> [Problem details]
Please render every line of the listing below as a Markdown table with two columns, No. and Text, giving each line its own numbered row and leaving out blank lines.

Data entries

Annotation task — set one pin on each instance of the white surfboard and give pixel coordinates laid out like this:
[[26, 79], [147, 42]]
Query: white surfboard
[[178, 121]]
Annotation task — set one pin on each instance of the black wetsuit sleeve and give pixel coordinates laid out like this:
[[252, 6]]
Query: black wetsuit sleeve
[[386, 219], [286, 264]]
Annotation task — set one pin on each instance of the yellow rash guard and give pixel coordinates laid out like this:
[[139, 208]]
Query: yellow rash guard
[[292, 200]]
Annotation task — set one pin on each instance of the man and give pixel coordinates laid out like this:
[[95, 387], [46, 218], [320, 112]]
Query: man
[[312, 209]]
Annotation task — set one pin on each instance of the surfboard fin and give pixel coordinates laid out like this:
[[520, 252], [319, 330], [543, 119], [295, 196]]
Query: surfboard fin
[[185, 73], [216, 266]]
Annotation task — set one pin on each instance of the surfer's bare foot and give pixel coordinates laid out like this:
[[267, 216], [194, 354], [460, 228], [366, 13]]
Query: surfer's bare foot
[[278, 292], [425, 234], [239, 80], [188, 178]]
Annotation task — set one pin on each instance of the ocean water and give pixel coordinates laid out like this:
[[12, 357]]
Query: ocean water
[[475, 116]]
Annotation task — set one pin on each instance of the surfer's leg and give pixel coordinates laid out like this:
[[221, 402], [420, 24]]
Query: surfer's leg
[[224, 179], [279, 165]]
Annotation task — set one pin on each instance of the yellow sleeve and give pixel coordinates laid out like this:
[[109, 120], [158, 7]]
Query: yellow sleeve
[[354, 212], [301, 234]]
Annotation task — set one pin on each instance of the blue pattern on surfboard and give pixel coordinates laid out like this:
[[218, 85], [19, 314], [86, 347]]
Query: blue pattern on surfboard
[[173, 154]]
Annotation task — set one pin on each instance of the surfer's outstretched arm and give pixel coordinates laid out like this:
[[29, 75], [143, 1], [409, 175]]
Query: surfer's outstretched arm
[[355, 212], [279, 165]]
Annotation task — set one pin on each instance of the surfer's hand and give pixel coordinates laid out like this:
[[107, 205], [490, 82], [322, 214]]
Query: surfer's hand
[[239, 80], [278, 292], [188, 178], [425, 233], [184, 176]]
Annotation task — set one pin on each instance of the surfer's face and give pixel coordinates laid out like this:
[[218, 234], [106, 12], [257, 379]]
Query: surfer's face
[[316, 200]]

> [Completed exercise]
| No. | Text |
|---|---|
| 1 | Annotation task — set one pin on each instance of the white surfboard and give pixel coordinates laid out like this: |
| 2 | [[26, 79], [147, 42]] |
| 3 | Query: white surfboard |
| 4 | [[178, 121]] |
| 5 | Annotation task — set one pin on each instance of the black wetsuit sleeve and give pixel coordinates laid out like this: |
| 6 | [[252, 6]] |
| 7 | Query: black wetsuit sleeve |
| 8 | [[386, 219], [286, 264]] |
| 9 | Annotation task — set one pin on each instance of the yellow rash guard and give pixel coordinates laid out like this: |
| 10 | [[139, 208]] |
| 11 | Query: yellow rash guard |
| 12 | [[292, 200]] |
| 13 | Annotation task — set one pin on each instance of the man and give pixel coordinates laid out like this: |
| 14 | [[95, 387], [46, 218], [320, 112]] |
| 15 | Query: man |
| 16 | [[312, 209]] |
| 17 | Annotation task — set one pin on each instance of the surfboard fin and give pixel coordinates laid out like this: |
| 18 | [[520, 252], [319, 330], [543, 119], [295, 196]] |
| 19 | Query: surfboard fin |
| 20 | [[185, 73], [216, 266]] |
| 21 | Annotation task — set one pin on each instance of the surfer's bare foot and give pixel coordinates laid out like this: |
| 22 | [[267, 216], [194, 354], [460, 228], [366, 13]] |
| 23 | Query: surfer's bare foot |
| 24 | [[278, 292], [425, 234], [239, 80], [188, 178]] |
| 25 | Annotation task — set one pin on each instance of the ocean water and give pixel coordinates laid out like this: |
| 26 | [[12, 357]] |
| 27 | Query: ocean water |
| 28 | [[475, 116]] |
| 29 | Annotation task — set one pin on each instance of the surfer's leg and give pixel coordinates laid out like this: |
| 30 | [[221, 402], [420, 24]] |
| 31 | Query: surfer's leg |
| 32 | [[224, 179], [279, 165]] |
| 33 | Annotation task — set one pin on each instance of the yellow sleeve and give pixel coordinates laid out like this: |
| 34 | [[109, 120], [158, 7]] |
| 35 | Query: yellow sleeve |
| 36 | [[354, 212], [301, 234]] |
| 37 | Annotation task — set one pin on each instance of the blue pattern on surfboard and give pixel coordinates laid out like this: |
| 38 | [[218, 85], [19, 314], [86, 347]] |
| 39 | Query: blue pattern on surfboard |
| 40 | [[173, 154]] |
| 41 | Annotation task — set one pin on each instance of the surfer's outstretched arm and give pixel coordinates laid out like this: |
| 42 | [[29, 75], [143, 1], [409, 175]] |
| 43 | Query: surfer's outstretched arm |
| 44 | [[355, 212], [279, 165]] |
| 45 | Annotation task — set one pin on each instance of the surfer's hand and give pixel coordinates laid out like this: |
| 46 | [[107, 205], [490, 82], [322, 214]] |
| 47 | Query: surfer's hand |
| 48 | [[239, 80], [278, 292], [188, 178], [425, 233], [184, 176]] |
| 49 | Annotation task — set one pin on each instance of the surfer's face and give pixel coordinates laid out like this: |
| 50 | [[218, 234], [106, 12], [257, 379]] |
| 51 | Query: surfer's face |
| 52 | [[316, 200]] |